:: TEXTE FOURNI ::
----

Réalisateur inhérent à la Nouvelle Vague japonaise, Masahiro Shinoda livre avec Silence (1971), la première adaptation du roman historique de Sh?saku End?, illustrant les différents questionnements religieux des missionnaires jésuites dans le Japon du XVIIème siècle, lors des persécutions résultant de l’interdiction de pratiquer le christianisme. Présenté en compétition au Festival de Cannes de 1972 et ayant remporté le prix Mainichi du meilleur film, le métrage de Shinoda permet, 45 ans avant le récent film de Martin Scorsese, une première introduction sur le statut particulier que possède la religion au pays du Soleil-Levant et l’histoire violente qui en découle.
Si Fleur Pâle (1964) et La Guerre des espions (1965) restent sûrement les essais les plus connus et reconnus du metteur en scène, il serait pourtant dommage de passer à côté de Silence, le film permettant de plonger instantanément dans une époque mais aussi dans l’élan de violence caractéristique qui a touché ces croyants clandestins, aux noms de Rodrigo et Garrpe dans le récit. À peine arrivés de Macao illégalement, ils doivent déjà fuir dans les montagnes afin d’échapper à leur détracteurs. Masahiro Shinoda profite de cette première incursion pour filmer un Japon tout en contrastes, tout en couleurs, dans un cadre sublimant à chaque instant des paysages à la taille phénoménale. Ainsi, par sa narration visuelle, le métrage vient déjà flirter avec le film documentaire, une image et une bande sonore douce dévoilant des chrétiens obligés de se cacher pour vivre leur foi comme ils l’entendent.
À la recherche de leur mentor, le père Ferreira, les deux missionnaires vont profiter de leur séjour pour apporter un soutien moral et religieux aux catholiques japonais, obligés eux aussi de se cacher ou de pratiquer le fumi-e (piétinement d’idoles chrétiennes) pour ne pas se voir torturés ou tués. Mais ce voyage chaotique permet aussi à Sebastian Rodrigo (incarné par un David Lampson investi) de se questionner sur ses propres croyances alors même que son propre périple ressemble, selon lui, de plus en plus à la Passion du Christ, le chemin emprunté par Jésus de Nazareth jusqu’à sa mort et sa résurrection.

----

:: TÂCHES À RÉALISER ::
1. Selon le texte sur Silence, quel prix le film de Masahiro Shinoda a-t-il remporté ?
2. D'après le texte sur Silence, dites si chaque affirmation est juste, en citant les mots qui le montrent : (a) le film a été présenté en compétition au Festival de Cannes de 1972 ; (b) les deux missionnaires arrivent de Macao de façon légale ; (c) Sebastian Rodrigo est joué par David Lampson.
3. Recopiez sans rien changer le passage du texte sur Silence qui va de « À la recherche » jusqu'à « et sa résurrection. ».
Les données ne sont d'aucune utilité ici.

:: BLOC DE DONNÉES ::

----

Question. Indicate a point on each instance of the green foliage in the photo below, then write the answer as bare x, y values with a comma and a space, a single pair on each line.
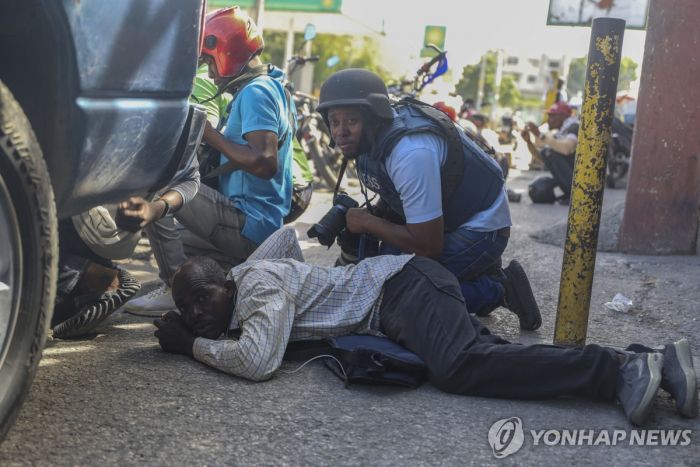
509, 94
353, 52
468, 85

----

:: RÉSULTATS DANS L'ORDRE ::
1. Le prix Mainichi du meilleur film.

2.
(a) Oui : « Présenté en compétition au Festival de Cannes de 1972 ».
(b) Non : « À peine arrivés de Macao illégalement ».
(c) Oui : « incarné par un David Lampson investi ».

3.
À la recherche de leur mentor, le père Ferreira, les deux missionnaires vont profiter de leur séjour pour apporter un soutien moral et religieux aux catholiques japonais, obligés eux aussi de se cacher ou de pratiquer le fumi-e (piétinement d’idoles chrétiennes) pour ne pas se voir torturés ou tués. Mais ce voyage chaotique permet aussi à Sebastian Rodrigo (incarné par un David Lampson investi) de se questionner sur ses propres croyances alors même que son propre périple ressemble, selon lui, de plus en plus à la Passion du Christ, le chemin emprunté par Jésus de Nazareth jusqu’à sa mort et sa résurrection.